Exercise brief —
Locate the line containing "If you could point out the yellow flower", then please write out that line and all the lines below it in the entries exactly.

Record excerpts —
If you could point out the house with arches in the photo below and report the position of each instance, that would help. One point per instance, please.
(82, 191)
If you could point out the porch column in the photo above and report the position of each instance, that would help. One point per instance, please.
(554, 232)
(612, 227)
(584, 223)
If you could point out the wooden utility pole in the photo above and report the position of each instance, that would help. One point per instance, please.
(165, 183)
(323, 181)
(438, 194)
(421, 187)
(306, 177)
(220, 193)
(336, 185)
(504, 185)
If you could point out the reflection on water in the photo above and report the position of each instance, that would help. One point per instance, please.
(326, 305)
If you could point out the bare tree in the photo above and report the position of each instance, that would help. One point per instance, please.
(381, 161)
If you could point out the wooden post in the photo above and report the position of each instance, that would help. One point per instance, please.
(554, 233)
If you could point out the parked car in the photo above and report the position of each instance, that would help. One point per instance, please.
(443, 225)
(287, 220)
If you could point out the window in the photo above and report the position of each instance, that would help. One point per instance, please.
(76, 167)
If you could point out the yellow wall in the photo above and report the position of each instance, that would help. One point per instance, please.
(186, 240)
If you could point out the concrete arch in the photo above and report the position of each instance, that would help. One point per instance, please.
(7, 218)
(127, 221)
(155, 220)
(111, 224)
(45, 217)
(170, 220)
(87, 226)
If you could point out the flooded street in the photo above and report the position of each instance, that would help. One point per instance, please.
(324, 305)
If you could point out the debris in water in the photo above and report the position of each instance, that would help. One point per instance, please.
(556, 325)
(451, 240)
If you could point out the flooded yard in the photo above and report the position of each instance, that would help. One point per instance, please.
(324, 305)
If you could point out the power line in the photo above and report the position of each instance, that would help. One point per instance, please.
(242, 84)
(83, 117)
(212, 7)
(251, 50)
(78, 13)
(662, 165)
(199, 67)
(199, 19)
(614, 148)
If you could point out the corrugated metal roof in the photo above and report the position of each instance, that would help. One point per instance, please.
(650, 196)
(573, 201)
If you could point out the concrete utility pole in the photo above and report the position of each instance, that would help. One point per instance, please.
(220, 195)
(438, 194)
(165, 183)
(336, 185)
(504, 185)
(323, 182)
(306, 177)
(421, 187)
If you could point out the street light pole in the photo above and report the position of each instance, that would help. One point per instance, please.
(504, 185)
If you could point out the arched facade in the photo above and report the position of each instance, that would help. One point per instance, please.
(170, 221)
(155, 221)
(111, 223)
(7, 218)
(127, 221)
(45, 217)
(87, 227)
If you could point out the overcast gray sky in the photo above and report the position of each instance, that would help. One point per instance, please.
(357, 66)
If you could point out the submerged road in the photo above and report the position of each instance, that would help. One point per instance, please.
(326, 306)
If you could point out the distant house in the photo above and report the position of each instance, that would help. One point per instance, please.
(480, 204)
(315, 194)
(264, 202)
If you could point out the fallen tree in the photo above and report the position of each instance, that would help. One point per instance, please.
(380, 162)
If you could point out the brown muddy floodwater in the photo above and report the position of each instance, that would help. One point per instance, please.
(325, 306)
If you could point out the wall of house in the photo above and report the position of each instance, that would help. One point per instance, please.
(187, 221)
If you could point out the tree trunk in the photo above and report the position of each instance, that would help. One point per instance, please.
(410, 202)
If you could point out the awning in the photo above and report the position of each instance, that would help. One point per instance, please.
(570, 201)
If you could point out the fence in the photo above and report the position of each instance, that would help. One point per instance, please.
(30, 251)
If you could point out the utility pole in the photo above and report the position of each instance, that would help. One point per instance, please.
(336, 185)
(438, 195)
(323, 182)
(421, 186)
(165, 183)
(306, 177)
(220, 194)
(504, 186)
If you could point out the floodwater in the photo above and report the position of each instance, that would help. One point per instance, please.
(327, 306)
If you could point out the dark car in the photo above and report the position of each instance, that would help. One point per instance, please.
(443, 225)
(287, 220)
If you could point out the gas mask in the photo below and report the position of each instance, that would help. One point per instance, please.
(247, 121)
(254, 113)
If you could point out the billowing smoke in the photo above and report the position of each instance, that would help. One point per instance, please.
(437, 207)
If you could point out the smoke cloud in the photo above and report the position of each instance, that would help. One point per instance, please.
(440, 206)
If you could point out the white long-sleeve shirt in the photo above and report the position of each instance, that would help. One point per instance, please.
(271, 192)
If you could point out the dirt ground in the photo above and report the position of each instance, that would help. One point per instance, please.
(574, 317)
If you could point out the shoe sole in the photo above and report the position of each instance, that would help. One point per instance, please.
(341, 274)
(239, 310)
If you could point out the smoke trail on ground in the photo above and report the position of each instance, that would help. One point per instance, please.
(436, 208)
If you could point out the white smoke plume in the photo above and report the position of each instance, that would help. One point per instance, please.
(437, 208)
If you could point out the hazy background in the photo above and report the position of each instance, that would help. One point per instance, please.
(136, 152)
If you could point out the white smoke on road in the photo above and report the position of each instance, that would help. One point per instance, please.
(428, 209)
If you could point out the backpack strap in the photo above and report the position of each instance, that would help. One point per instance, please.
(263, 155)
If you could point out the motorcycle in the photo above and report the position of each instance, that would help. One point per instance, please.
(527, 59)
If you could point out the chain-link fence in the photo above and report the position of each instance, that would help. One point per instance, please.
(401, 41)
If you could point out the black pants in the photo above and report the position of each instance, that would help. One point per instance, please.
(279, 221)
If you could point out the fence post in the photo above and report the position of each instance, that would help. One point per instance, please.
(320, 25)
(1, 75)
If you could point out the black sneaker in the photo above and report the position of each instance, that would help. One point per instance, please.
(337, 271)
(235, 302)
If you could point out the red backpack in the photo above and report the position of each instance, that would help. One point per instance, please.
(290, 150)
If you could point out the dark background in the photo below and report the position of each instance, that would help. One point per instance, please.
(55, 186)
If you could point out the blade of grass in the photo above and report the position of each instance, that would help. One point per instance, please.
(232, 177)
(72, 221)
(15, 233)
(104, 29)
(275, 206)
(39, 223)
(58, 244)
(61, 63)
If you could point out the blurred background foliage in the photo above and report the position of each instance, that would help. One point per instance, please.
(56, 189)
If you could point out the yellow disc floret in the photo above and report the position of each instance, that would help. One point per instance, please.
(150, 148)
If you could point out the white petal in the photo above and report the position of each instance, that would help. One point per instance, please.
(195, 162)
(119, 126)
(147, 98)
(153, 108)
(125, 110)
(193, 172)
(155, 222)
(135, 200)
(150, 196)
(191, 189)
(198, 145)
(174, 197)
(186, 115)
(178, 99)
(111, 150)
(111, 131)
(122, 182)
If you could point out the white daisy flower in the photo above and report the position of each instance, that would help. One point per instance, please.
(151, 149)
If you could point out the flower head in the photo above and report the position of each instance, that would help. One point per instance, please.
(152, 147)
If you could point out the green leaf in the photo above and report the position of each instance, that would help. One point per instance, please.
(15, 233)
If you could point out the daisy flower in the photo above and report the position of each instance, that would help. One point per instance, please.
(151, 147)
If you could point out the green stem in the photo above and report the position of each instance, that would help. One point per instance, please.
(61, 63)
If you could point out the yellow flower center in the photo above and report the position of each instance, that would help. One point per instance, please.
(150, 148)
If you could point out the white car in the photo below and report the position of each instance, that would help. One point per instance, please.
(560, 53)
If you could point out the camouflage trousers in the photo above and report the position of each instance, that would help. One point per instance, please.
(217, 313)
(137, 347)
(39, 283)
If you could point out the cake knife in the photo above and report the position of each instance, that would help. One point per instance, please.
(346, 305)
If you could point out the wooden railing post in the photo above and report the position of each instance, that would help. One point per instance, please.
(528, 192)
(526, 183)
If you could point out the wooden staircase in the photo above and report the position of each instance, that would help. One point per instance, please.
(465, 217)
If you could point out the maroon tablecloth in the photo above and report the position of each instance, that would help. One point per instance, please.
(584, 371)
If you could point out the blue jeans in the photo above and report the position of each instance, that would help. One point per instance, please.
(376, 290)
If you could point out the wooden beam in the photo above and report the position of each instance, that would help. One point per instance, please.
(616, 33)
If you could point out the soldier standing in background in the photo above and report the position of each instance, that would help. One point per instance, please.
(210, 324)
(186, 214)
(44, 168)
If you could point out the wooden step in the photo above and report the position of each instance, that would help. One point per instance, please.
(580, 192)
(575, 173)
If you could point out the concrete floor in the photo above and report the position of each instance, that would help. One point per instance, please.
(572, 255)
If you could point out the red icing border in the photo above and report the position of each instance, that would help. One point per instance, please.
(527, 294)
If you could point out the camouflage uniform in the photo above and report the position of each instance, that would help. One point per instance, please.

Written reply —
If you could point out the yellow flower center in the photo above and report the position of each instance, that would help. One point per instance, please.
(150, 148)
If you could point out the white car in the photo below and report the position of each instance, that would help. One point per instance, please.
(560, 53)
If you could point out the camouflage trousers in the photo above and report the position of each instance, that would help. One point per instance, please.
(217, 313)
(137, 347)
(39, 283)
If you could point out the cake knife in the photo above and report the position of each instance, that would help. One point per instance, please.
(346, 305)
If you could point out the wooden railing post in the photo above and report the position of each instance, that would help. One point per instance, please.
(528, 192)
(526, 183)
If you could point out the wooden staircase in the photo above and report the position of each instance, that would help. One point per instance, please.
(465, 217)
If you could point out the maroon tablecloth in the photo above and report the position of each instance, that would help. One point per instance, please.
(584, 371)
If you could point out the blue jeans in the photo above and report the position of each instance, that would help. One point per instance, please.
(376, 290)
If you could point out the wooden beam in the photo above and report the position of each instance, that would help. One point per instance, please.
(616, 33)
If you could point out the soldier standing in background in the photo above and report the position of each instance, that would help. One point per instance, please.
(210, 324)
(186, 214)
(44, 168)
If you could point out the wooden step in the photo above and report the position of each instance, that would help. One point per instance, please.
(580, 192)
(575, 173)
If you could point out the concrete floor in the photo above and report the position of each instance, that would help. One point per instance, please.
(572, 255)
If you could point out the red icing border in the photo above and report the position of each instance, that would help. One point per instance, please.
(527, 294)
If you could point out the camouflage uniform in the photo above and report the position of each instance, that would help. One point per instance, please.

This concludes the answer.